> [Excerpted passage]:
###
Sometimes less is more, but in this case more is better. However, the Triumph Street Triple definitely punches above its weight. Light weight and useable power mean that you don’t need a stack of experience to get the most from the Triple, but you will need a stack of clutches as ultimately you have to thrash it a bit to stay in front.

The Fireblade is an amazing bike, but its dynamic is focussed on going fast everywhere rather than just in a straight line. For a litre bike it has a vast amount of power at the bottom end, though not enough in this company. Easy to ride? Definitely. Easy to launch hard? No, not really.
The Rocket could have been a contender, but the gearbox lets it down. The fear of flipping isn’t an issue when launching hard, the fear of wearing your left foot out trying to get it into the next gear is. The harder you try to shift the more it protests. Treat the gearbox with respect and it will work for you. It’s incredibly fast for a cruiser, incredibly fast full stop, but just having a huge engine won’t do in this competition.

The ZZR is monumentally fast, and as a complete package I would be happy to ride one of these every day. But accessibility of the power is why the B-King pips the mighty Kawasaki. The drive isn’t easy to get at, and if you over-rev it off the line it wheelies too easily. Shame. This just leaves the Suzuki, the perfect TLGP tool. The riding position is ideal for quick getaways, the gearing is spot-on and the power relentless. Lookswise it lets everybody know that it’s special (yes, special needs - JC) thankfully it can back it up. Everybody on this test agreed that the B-King was the boss, if you ever find yourself next to one at a set of lights, give the rider the nod and give him a wide berth. He could open a can of whoop-ass on you.

MODEL SPECS

KAWASAKI ZZR1400

PRICE: £8,995

ENGINE: 1,352cc liquid cooled inline four

POWER: 190bhp @7,500

TORQUE: 113lb.ft @7,500

DRY WEIGHT: 224kg

TOP SPEED: 186mph

TRAFFIC LIGHT RATING: 4/5

HONDA FIREBLADE

PRICE: £9,200

ENGINE: 999cc liquid cooled inline four

POWER: 163bhp@11,700rpm

TORQUE: 76lb.ft @8,700

DRY WEIGHT: 199kg (C)

TOP SPEED: 182mph

TRAFFIC LIGHT RATING: 3/5

TRIUMPH ROCKET III

PRICE: £11,999

ENGINE: 2,294cc liquid cooled inline triple

POWER: 140bhp @4,600rpm

TORQUE: 147lb.ft @2,500rpm

DRY WEIGHT: 299kg (C)
###
> [Dataset excerpts]:
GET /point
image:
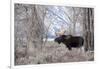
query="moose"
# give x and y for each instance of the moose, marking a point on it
(70, 41)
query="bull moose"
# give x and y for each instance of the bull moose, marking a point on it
(70, 41)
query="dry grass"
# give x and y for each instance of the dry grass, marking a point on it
(53, 53)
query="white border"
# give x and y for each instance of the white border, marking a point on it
(73, 3)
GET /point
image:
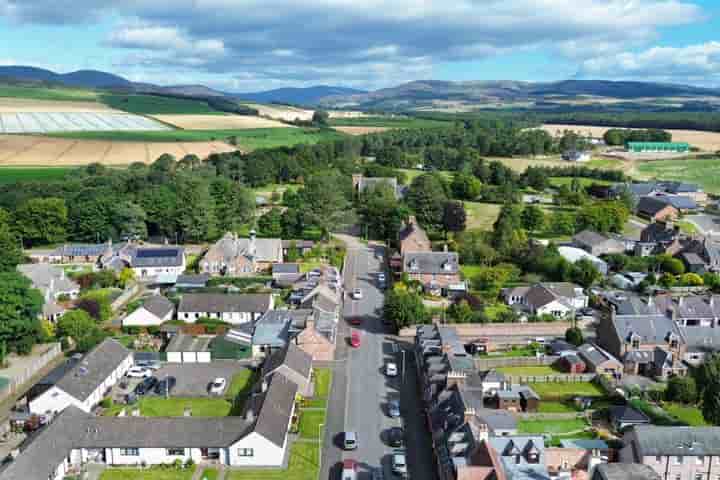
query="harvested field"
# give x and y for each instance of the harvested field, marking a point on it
(20, 105)
(218, 122)
(26, 150)
(708, 141)
(361, 130)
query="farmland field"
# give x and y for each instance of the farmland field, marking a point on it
(705, 172)
(12, 175)
(708, 141)
(47, 93)
(25, 150)
(219, 122)
(156, 105)
(246, 139)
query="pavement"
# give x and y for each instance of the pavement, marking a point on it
(360, 394)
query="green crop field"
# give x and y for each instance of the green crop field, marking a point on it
(705, 172)
(30, 174)
(155, 105)
(47, 93)
(250, 139)
(388, 122)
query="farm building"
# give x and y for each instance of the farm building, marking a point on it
(655, 147)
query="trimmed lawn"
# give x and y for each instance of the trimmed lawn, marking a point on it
(310, 421)
(175, 407)
(303, 466)
(532, 370)
(556, 390)
(688, 414)
(147, 474)
(551, 426)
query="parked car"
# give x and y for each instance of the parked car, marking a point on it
(394, 408)
(139, 372)
(399, 464)
(165, 386)
(395, 436)
(349, 469)
(350, 440)
(149, 364)
(217, 387)
(145, 386)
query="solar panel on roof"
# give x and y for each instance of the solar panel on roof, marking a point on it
(156, 253)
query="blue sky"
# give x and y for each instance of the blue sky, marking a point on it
(245, 45)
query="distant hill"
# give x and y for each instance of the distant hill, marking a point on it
(298, 96)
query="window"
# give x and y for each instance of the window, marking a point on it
(245, 452)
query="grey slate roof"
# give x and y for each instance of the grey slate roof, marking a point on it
(653, 440)
(158, 305)
(167, 256)
(82, 380)
(625, 471)
(445, 263)
(225, 302)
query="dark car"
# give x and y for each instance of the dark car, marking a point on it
(165, 386)
(396, 436)
(145, 386)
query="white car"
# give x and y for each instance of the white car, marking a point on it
(218, 386)
(139, 372)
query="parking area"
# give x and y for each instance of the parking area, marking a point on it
(193, 379)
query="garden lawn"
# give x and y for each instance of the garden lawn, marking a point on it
(310, 421)
(531, 370)
(147, 474)
(688, 414)
(303, 465)
(551, 426)
(557, 390)
(175, 407)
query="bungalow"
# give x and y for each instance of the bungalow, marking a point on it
(438, 272)
(236, 257)
(154, 311)
(257, 438)
(557, 299)
(655, 209)
(86, 383)
(231, 308)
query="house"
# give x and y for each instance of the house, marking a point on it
(674, 453)
(572, 364)
(597, 244)
(517, 398)
(572, 255)
(303, 247)
(53, 285)
(86, 383)
(438, 272)
(257, 438)
(233, 308)
(623, 416)
(624, 471)
(655, 209)
(154, 311)
(361, 184)
(413, 238)
(232, 256)
(599, 361)
(557, 299)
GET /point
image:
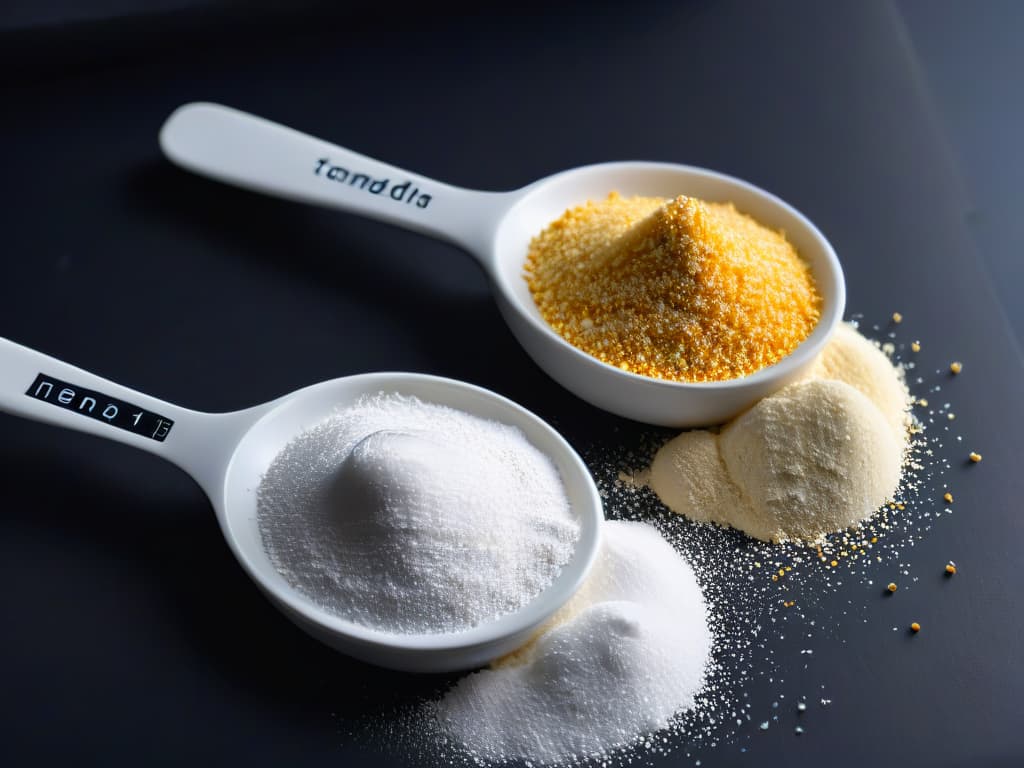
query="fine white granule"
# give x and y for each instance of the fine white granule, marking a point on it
(412, 517)
(626, 654)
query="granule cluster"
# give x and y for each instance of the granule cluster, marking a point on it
(681, 290)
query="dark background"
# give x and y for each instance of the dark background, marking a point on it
(129, 634)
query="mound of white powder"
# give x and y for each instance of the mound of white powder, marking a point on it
(629, 651)
(817, 457)
(412, 517)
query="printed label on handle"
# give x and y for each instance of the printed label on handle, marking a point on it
(101, 408)
(404, 192)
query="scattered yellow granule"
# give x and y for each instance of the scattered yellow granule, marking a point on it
(680, 290)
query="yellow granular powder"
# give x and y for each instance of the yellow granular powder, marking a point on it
(672, 289)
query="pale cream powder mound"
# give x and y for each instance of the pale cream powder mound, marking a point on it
(858, 361)
(817, 457)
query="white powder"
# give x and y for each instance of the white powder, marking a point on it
(413, 517)
(627, 653)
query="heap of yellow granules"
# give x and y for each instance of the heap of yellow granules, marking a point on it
(681, 290)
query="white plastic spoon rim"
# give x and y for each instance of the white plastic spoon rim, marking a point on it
(496, 228)
(210, 448)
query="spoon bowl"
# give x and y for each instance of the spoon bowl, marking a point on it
(228, 454)
(497, 228)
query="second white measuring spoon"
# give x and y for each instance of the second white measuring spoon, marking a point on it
(497, 228)
(228, 454)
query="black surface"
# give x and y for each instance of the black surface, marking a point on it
(130, 635)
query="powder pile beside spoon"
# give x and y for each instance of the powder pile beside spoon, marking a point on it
(625, 655)
(819, 456)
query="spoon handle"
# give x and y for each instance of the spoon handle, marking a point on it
(256, 154)
(41, 388)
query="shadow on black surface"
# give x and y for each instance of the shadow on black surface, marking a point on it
(195, 587)
(433, 292)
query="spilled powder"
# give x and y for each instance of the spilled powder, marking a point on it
(414, 517)
(679, 289)
(620, 660)
(782, 612)
(816, 457)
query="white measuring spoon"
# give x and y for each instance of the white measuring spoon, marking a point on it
(227, 455)
(497, 227)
###
> [Task instructions]:
**1.** Answer these questions from the motorcycle comparison:
(a) What price is listed for the Honda Fireblade?
(b) Which part of the Rocket does the comparison say lets it down?
(c) Which bike did everybody on the test agree was the boss?
**2.** Return every line of the entries that contains the string "bowl". Case counts.

> [Exercise solutions]:
**1.**
(a) £9,200
(b) The gearbox
(c) The B-King

**2.**
query="spoon bowl"
# give x and y for each instance of the spoon bowl, marking a point on it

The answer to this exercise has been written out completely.